■ 設問内容:
下に示す葬儀についての文章のうち、「今、東京では亡くなられた方の四割が」で始まる段落を、主要な事実を残したまま箇条書きに書き換えてください。

■ 抽出テキスト:
--
亡くなった人と自分との心の距離。これは大切なことです。
 自分の心にいつもある人、生きている人、そういう人がお亡くなりになったとき、私たちはその人を送る何らかの儀式を必要と感じます。
 今、東京では亡くなられた方の四割が葬儀をせずに病院、あるいは遺体安置所から火葬場に直送され、荼毘に付されているという統計があります。葬送に携わる業界ではこのような死者の送り方を「直葬」と少々揶揄した言い方で表現しています。私にはショッキングな数字でありますが、おそらくかなり正確な調査であると思われます。
 どうしてこんなにも多くの方が葬儀をされることなく、葬られていくのでしょうか。まず考えられるのは経済的な理由です。地域で出す葬儀から、業者に委託する葬儀に変わった昨今ではかなりの費用が必要です。お寺への布施にも高額感が持たれています。また、東京という土地柄もあるでしょう。
--
[保存データ]
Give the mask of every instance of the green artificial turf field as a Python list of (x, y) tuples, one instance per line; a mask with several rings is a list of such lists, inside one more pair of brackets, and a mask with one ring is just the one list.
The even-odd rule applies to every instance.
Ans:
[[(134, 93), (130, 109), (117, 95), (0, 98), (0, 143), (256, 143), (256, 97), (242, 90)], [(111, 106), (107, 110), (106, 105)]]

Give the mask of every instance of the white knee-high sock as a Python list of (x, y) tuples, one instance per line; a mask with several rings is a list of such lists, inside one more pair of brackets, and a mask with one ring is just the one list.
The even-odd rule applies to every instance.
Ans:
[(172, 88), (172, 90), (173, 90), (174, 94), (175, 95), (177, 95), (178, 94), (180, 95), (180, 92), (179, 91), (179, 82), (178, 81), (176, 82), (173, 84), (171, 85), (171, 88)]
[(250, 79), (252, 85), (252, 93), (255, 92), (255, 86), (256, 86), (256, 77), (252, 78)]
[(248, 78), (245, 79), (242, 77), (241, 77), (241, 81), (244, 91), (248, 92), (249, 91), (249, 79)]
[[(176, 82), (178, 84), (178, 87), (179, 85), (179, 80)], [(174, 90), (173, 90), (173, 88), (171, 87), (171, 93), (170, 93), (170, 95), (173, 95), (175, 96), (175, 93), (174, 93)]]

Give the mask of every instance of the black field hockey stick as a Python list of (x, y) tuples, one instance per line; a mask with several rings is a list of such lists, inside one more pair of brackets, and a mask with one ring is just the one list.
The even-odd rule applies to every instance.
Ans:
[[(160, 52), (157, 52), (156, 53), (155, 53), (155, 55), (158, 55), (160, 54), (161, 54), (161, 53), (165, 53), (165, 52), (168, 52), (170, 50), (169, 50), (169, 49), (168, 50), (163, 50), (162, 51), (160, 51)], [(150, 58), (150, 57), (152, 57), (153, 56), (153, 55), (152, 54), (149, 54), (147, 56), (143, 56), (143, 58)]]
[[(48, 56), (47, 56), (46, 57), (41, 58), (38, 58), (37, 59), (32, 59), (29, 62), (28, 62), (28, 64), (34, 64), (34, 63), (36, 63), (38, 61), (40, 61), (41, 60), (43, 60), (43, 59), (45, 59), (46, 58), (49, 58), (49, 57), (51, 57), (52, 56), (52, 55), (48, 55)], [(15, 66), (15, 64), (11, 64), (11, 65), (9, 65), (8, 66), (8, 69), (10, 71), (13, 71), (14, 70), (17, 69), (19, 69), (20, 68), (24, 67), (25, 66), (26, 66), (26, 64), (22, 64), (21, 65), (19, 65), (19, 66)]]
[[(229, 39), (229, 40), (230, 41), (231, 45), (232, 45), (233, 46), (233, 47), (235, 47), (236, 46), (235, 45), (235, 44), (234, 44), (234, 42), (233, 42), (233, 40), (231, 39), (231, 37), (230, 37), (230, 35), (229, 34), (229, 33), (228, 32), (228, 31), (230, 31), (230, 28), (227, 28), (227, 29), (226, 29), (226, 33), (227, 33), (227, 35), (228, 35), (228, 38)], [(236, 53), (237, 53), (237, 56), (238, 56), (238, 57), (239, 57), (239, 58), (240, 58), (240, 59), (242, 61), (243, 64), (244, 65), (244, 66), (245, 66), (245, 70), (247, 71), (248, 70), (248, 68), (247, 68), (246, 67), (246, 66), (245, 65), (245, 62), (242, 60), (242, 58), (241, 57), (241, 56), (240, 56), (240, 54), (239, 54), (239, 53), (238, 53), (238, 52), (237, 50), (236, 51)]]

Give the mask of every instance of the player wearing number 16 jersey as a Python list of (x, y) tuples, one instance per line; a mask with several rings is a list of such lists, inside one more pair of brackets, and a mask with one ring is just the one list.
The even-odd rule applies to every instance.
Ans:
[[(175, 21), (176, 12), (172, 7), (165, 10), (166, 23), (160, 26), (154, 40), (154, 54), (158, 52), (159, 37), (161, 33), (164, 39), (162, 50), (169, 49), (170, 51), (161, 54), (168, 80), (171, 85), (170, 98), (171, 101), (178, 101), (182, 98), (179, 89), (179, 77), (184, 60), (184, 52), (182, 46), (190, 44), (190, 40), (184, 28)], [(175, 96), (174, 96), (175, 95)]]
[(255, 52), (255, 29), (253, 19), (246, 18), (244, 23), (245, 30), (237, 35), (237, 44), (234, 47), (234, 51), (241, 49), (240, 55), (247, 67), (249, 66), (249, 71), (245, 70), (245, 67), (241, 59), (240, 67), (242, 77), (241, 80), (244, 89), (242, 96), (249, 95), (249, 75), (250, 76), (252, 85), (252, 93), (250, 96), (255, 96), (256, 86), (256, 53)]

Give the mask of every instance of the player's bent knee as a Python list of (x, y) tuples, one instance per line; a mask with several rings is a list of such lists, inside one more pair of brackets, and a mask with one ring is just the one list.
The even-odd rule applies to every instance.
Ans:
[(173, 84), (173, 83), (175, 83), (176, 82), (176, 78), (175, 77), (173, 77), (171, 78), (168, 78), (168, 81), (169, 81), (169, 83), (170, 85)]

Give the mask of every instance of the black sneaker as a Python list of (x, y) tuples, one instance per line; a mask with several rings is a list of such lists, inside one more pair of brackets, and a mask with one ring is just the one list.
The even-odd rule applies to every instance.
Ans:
--
■ 解答:
- 東京では、亡くなった人の四割が葬儀をせずに、病院または遺体安置所から火葬場へ直送され、荼毘に付されているという統計がある。
- 葬送業界では、この送り方を「直葬」と呼んでおり、やや揶揄した言い方である。
- 筆者にとってはショッキングな数字だが、かなり正確な調査だと思われる。